Exercise instructions:
From the listing below, extract the stretch from the line containing "Exercise. Mark the man's" through the end of the listing, and reproduce those lines word for word.

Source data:
## Start
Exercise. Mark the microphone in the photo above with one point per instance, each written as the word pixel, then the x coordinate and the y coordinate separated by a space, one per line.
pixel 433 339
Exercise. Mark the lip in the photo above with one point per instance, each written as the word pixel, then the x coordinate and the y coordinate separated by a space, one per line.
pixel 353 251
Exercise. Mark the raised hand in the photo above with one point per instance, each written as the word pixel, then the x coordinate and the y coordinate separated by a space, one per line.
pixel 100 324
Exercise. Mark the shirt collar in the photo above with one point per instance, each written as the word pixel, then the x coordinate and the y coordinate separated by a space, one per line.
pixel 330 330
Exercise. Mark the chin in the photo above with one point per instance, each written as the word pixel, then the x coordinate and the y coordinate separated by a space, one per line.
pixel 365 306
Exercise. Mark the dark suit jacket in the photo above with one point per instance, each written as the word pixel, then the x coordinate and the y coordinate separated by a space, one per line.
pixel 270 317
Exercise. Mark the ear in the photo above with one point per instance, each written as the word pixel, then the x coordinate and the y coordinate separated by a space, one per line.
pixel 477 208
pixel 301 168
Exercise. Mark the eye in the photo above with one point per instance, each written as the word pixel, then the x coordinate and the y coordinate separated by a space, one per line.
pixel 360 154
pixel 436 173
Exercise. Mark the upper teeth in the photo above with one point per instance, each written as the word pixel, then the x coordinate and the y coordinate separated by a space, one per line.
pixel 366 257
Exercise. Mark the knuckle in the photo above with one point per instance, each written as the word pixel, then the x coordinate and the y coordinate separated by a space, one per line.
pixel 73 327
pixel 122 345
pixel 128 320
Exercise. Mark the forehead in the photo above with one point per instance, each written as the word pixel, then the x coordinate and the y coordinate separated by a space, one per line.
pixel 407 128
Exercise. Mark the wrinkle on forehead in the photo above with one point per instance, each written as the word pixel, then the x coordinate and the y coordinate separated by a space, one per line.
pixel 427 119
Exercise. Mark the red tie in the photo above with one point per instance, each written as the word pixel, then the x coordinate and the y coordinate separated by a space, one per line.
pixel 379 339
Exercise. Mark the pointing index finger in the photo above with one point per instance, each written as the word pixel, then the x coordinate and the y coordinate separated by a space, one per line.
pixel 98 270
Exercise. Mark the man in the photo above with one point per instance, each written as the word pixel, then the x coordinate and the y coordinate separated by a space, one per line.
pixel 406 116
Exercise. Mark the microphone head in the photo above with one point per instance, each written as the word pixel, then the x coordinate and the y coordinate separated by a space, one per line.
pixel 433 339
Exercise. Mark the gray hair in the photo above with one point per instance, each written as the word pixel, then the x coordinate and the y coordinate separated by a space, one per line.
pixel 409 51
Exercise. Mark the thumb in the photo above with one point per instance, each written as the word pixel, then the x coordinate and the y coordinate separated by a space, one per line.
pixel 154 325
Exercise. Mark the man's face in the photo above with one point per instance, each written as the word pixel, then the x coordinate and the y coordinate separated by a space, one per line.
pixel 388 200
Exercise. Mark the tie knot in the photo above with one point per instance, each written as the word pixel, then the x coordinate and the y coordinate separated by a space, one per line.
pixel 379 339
## End
Completed exercise:
Exercise. Mark the man's face in the photo above with one point per instance, each written as the word pixel, then the x coordinate and the y coordinate separated by a space, one per line.
pixel 388 200
Exercise. Mark the tie knot in the photo above with one point per instance, each written as the word pixel, then the x coordinate and the y coordinate separated by a space, one per line.
pixel 379 339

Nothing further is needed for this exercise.